Records to process:
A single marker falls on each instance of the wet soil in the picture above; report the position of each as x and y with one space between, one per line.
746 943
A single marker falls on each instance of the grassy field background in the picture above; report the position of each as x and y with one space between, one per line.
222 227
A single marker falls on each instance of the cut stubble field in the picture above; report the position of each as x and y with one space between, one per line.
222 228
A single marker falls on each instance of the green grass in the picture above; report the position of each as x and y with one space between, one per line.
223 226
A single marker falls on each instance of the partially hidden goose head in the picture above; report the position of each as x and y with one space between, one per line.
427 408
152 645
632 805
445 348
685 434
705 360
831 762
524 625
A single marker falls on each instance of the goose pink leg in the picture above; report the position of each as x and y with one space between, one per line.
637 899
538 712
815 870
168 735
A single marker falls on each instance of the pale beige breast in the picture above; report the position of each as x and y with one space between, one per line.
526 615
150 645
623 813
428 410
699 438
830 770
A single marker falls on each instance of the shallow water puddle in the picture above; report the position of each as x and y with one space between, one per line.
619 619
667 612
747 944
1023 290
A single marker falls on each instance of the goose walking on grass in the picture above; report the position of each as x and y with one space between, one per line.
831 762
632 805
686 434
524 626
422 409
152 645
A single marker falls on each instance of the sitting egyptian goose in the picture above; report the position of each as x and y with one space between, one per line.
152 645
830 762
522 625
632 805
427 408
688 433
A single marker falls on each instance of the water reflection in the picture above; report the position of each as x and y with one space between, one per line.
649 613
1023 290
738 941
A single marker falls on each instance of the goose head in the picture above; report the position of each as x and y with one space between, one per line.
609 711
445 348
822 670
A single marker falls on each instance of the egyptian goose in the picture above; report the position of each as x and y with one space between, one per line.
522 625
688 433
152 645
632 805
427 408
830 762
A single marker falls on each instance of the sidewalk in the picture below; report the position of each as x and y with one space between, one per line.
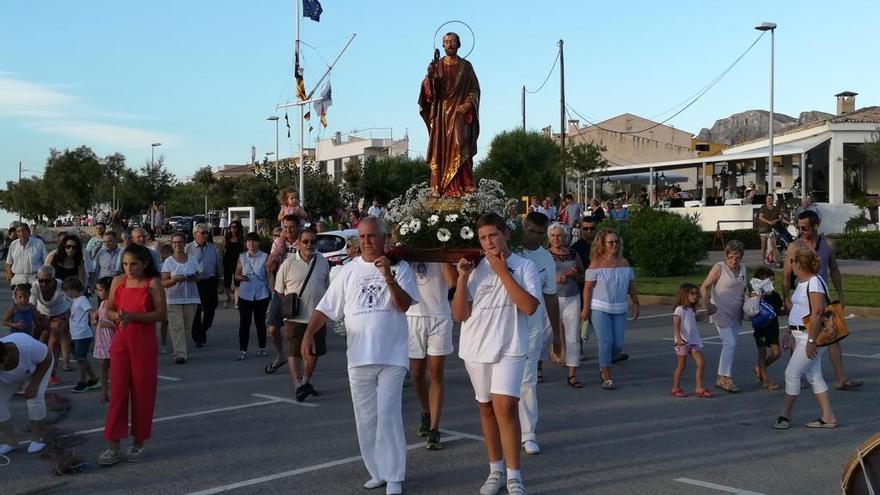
753 259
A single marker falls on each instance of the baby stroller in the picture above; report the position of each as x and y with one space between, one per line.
781 238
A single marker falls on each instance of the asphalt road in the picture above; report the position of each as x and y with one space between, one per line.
226 427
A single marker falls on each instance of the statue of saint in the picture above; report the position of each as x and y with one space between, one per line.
449 102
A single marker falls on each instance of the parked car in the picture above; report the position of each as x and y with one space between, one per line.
332 245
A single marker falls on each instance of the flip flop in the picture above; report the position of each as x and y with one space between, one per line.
274 366
850 385
820 423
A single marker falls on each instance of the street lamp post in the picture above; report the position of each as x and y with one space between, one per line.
275 118
769 26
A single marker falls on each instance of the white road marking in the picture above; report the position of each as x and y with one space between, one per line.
720 488
317 467
285 400
192 414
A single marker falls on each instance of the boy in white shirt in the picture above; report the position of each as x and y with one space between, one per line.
493 302
81 333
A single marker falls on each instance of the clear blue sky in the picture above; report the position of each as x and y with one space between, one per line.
201 76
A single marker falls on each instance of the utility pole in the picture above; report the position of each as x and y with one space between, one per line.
561 115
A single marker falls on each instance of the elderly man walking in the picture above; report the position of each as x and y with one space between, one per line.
307 274
208 260
26 255
374 297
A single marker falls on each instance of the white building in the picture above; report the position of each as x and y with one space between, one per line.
823 158
334 153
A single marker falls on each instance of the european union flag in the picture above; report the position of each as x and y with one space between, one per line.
312 9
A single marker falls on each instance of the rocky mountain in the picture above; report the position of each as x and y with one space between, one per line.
753 124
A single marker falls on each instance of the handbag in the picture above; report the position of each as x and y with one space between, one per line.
291 303
832 328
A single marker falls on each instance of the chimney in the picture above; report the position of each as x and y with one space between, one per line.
846 102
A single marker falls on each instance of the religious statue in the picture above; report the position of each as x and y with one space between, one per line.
449 102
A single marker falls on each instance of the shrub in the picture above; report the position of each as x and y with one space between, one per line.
664 243
858 245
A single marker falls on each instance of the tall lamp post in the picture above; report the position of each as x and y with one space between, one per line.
275 118
770 26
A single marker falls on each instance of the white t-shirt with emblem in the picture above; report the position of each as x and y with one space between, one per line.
496 327
433 291
543 260
376 332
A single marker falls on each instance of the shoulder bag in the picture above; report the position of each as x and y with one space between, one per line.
291 303
832 328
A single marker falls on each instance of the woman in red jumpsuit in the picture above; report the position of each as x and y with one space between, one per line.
136 303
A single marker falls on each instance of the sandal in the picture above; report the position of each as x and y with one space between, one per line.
849 385
820 423
274 366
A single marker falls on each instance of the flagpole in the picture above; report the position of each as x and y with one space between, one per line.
302 197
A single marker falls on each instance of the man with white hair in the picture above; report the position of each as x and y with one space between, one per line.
373 297
208 259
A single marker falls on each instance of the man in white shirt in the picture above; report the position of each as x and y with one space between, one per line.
430 341
306 267
26 255
373 297
493 302
543 326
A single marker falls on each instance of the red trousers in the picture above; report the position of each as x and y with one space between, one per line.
134 375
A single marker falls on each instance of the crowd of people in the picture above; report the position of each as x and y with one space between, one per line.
516 311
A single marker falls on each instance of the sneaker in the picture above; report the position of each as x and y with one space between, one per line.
134 454
373 483
109 457
515 486
433 442
494 483
531 447
424 425
35 447
303 391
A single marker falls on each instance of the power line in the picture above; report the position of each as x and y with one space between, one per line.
690 101
549 73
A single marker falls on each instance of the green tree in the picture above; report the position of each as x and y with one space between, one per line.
526 162
387 178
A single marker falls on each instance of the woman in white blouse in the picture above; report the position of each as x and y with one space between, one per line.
809 299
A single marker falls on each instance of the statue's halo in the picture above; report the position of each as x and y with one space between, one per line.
473 38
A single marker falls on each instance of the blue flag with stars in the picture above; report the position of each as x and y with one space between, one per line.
312 9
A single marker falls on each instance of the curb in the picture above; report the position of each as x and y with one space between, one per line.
859 311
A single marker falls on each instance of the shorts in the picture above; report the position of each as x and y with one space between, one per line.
273 316
684 350
501 378
294 332
429 336
81 349
767 336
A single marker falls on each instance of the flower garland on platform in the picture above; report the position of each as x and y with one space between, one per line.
422 222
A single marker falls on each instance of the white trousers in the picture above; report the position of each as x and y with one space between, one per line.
728 349
376 394
528 393
570 316
800 365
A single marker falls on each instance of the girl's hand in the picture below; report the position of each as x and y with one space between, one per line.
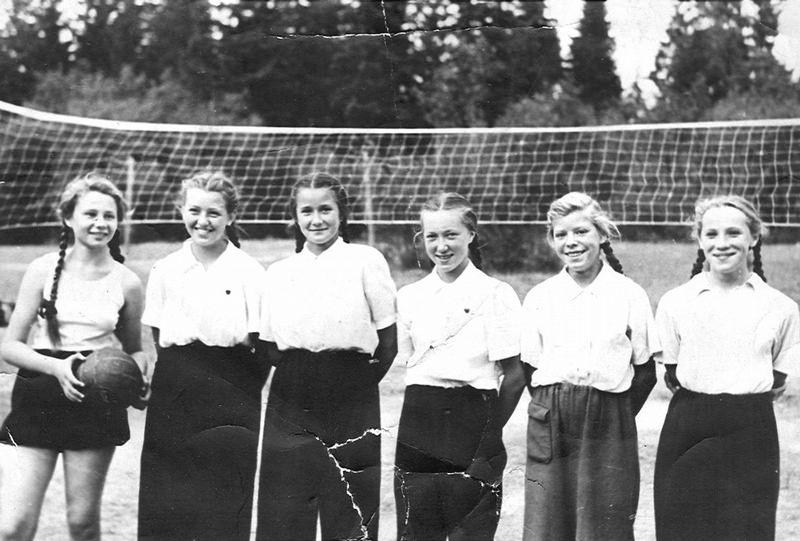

Direction: Please pull out every row above that contains the word "egyptian" and copy each such line in full.

Result of this task:
A single marker falls on each instance of the sitting egyptian goose in the picture above; report the position of each as x and y with one space between, one per line.
A single marker falls on each instance of the egyptian goose in the picture above; report the position of each as x and y with one space between, one per line.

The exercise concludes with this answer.